TEXT PASSAGE:
====

Note that if the same sequence of flags is assigned to the COPTIMIZE and FOPTIMIZE variables, the combined flags will read correctly since duplicate occurrences of the same flag are not shown. But if both sequences of flags are identical, you can use a single assignment

	default=base=default=default:
	OPTIMIZE =
	LDFLAGS  =
	

instead, and it will apply to both languages.

Usage.Building.11: How can I build different .o files using different flags?

The SPEC tools will apply the same set of compilation flags to each source file of a given language, consistent with the MPI2007 Run Rules. For the purpose of debugging, however, you may need to circumvent this and compile specific .o files with flags different from the ones inherited from the config-file. Note that this cannot be done in a reportable run, so be sure not to use the "dirty" executables beyond your debugging effort.

  1. You need to edit the benchspec/Makefile.defaults to override the default rules inherited from the config file contents. Save off a copy of the file before you do this.

====

DATA SHOWN:

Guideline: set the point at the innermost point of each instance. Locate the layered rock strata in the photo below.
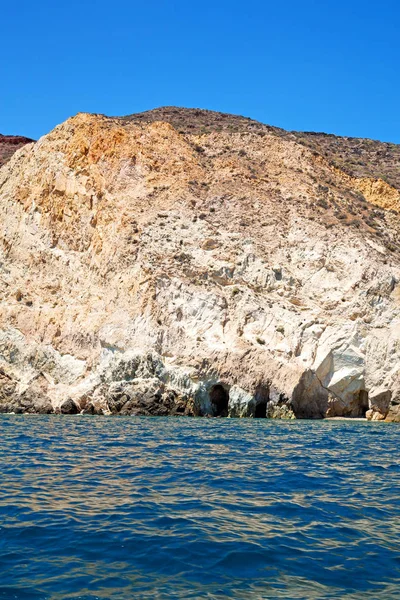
(157, 268)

====

EXERCISE TASK: Print a portion of the compiler-flags passage verbatim. Begin at the words "Note that if" and stop after "to both languages.".

ANSWER TO THE PROBLEM:
Note that if the same sequence of flags is assigned to the COPTIMIZE and FOPTIMIZE variables, the combined flags will read correctly since duplicate occurrences of the same flag are not shown. But if both sequences of flags are identical, you can use a single assignment

	default=base=default=default:
	OPTIMIZE =
	LDFLAGS  =
	

instead, and it will apply to both languages.